[Work request]:
Lift every line from the entries that includes the word "instance".

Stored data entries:
────────────────────

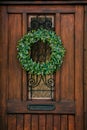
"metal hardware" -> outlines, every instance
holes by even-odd
[[[29,99],[51,99],[54,98],[54,77],[53,75],[28,77]]]
[[[36,15],[30,18],[30,27],[28,31],[37,30],[38,28],[44,28],[47,30],[54,30],[53,16]]]
[[[29,104],[28,110],[31,111],[52,111],[55,110],[54,104]]]

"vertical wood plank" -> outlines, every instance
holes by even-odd
[[[66,49],[61,69],[61,99],[74,100],[74,14],[61,14],[61,37]]]
[[[38,115],[32,115],[32,130],[38,130],[39,122],[38,122]]]
[[[16,130],[16,115],[8,115],[8,130]]]
[[[23,13],[23,35],[25,33],[27,33],[27,14],[26,13]],[[22,90],[22,98],[23,98],[23,101],[26,101],[27,100],[27,75],[26,75],[26,72],[23,70],[22,71],[22,74],[23,74],[23,90]]]
[[[22,34],[21,20],[21,14],[9,14],[9,99],[21,99],[21,66],[16,49]]]
[[[84,26],[84,129],[87,130],[87,6]]]
[[[83,130],[83,6],[75,14],[75,101],[76,130]]]
[[[24,115],[24,130],[32,130],[31,129],[31,115],[25,114]]]
[[[58,35],[58,36],[60,36],[60,34],[61,34],[61,15],[60,15],[60,13],[56,13],[56,15],[55,15],[55,17],[56,17],[56,19],[55,19],[55,31],[56,31],[56,34]]]
[[[68,116],[68,130],[75,130],[75,118],[72,115]]]
[[[60,116],[54,115],[54,130],[60,130]]]
[[[24,130],[23,123],[23,115],[17,114],[17,130]]]
[[[46,130],[53,130],[53,116],[47,115]]]
[[[61,130],[68,130],[68,127],[67,127],[67,116],[66,115],[62,115],[61,116]]]
[[[45,130],[46,120],[45,115],[39,115],[39,130]]]
[[[60,14],[56,13],[55,31],[57,35],[60,35]],[[55,75],[55,98],[56,101],[60,100],[60,71]]]
[[[7,128],[6,98],[8,88],[8,16],[7,6],[0,7],[0,127]]]

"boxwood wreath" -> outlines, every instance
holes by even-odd
[[[36,63],[30,56],[31,46],[39,41],[51,48],[49,61]],[[25,71],[35,75],[49,75],[59,70],[65,55],[65,49],[59,36],[46,29],[32,30],[18,41],[17,57]]]

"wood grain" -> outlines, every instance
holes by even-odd
[[[16,115],[8,115],[8,130],[16,130]]]
[[[23,128],[23,114],[18,114],[17,115],[17,130],[24,130]]]
[[[0,1],[1,5],[82,5],[82,4],[87,4],[86,0],[49,0],[49,1]]]
[[[76,130],[83,130],[83,7],[76,6],[75,15],[75,101]]]
[[[61,15],[61,37],[66,49],[61,70],[61,99],[74,100],[74,14]]]
[[[54,115],[54,130],[60,130],[60,115]]]
[[[8,22],[7,8],[0,7],[0,126],[6,130],[6,99],[8,91]]]
[[[16,49],[21,37],[21,20],[20,14],[9,14],[9,99],[21,99],[21,66]]]
[[[87,5],[84,26],[84,129],[87,129]]]
[[[46,117],[46,129],[53,130],[53,116],[51,114]]]
[[[39,129],[39,117],[37,114],[32,115],[32,130],[38,130]]]
[[[8,13],[74,13],[74,6],[61,6],[61,5],[36,5],[36,6],[8,6]]]
[[[72,115],[68,116],[68,129],[69,130],[75,129],[75,117]]]
[[[39,130],[46,130],[46,115],[39,115]]]
[[[30,114],[24,114],[24,130],[31,130],[31,119]]]
[[[61,130],[68,130],[66,115],[61,116]]]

────────────────────

[Response below]:
"metal hardware" -> outlines, every instance
"vertical wood plank" -> outlines, every instance
"boxwood wreath" -> outlines, every instance
"wood grain" -> outlines, every instance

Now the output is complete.